------ TRECHO SELECIONADO

Davi Silva passou por cima de problemas em comunidade no Rio para deixar o Chile com prata e bronze

Com duas medalhas, uma de prata e outra de bronze, Davi Silva, de 20 anos, deixa os Jogos Pan-Americanos de Santiago, no Chile, como o melhor atleta do Brasil no badminton. Foi à final com Fabrício Farias, na dupla masculina, e terceiro colocado com Sânia Lima, nas mistas. A modalidade, que se despediu da competição ontem, teve mais um bronze, conquistado pela dupla feminina Sânia e Juliana Vieira.

E Davi tem muito o que comemorar: há cerca de um ano na seleção permanente adulta, ele foi descoberto em um projeto social na Chacrinha, Zona Oeste do Rio. Driblava tiroteios na comunidade para chegar nas quadras do Miratus, que hoje atende cerca de 200 crianças. Ontem, o atleta lembrou do “corre” para não perder os treinos, a dedicação e o foco em um futuro melhor.

Davi Silva: na decisão da dupla masculina dos Jogos Pan-americanos de Santiago-2023 — Foto: Foto de Miriam Jeske/COB @miriamjeske

— Eu e meu irmão, a gente ia treinar debaixo de sol, de chuva, ou chuva de bala. Não tinha tempo ruim. Nem gosto muito de lembrar. Foi bem complicado, ainda é complicado porque tem o tráfico. Tenho pavor do que acontece lá dentro — disse Davi, que chegou a perder um amigo Luan Madeira na guerra do dia a dia.

------------
------ MATERIAL DE APOIO

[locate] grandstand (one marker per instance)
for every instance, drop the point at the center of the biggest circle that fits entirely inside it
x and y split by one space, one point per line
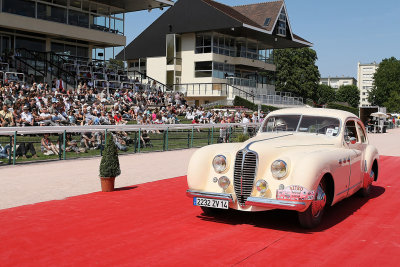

------------

- [CONJUNTO DE TAREFAS]:
1. Transcreva sem alterações a parte do texto sobre Davi Silva que começa em "Davi Silva passou" e termina em "e Juliana Vieira.".
2. Segundo o texto sobre Davi Silva, quantas crianças o projeto Miratus atende hoje?

- [RESOLUÇÃO DOS EXERCÍCIOS]:
1.
Davi Silva passou por cima de problemas em comunidade no Rio para deixar o Chile com prata e bronze

Com duas medalhas, uma de prata e outra de bronze, Davi Silva, de 20 anos, deixa os Jogos Pan-Americanos de Santiago, no Chile, como o melhor atleta do Brasil no badminton. Foi à final com Fabrício Farias, na dupla masculina, e terceiro colocado com Sânia Lima, nas mistas. A modalidade, que se despediu da competição ontem, teve mais um bronze, conquistado pela dupla feminina Sânia e Juliana Vieira.

2. Cerca de 200 crianças.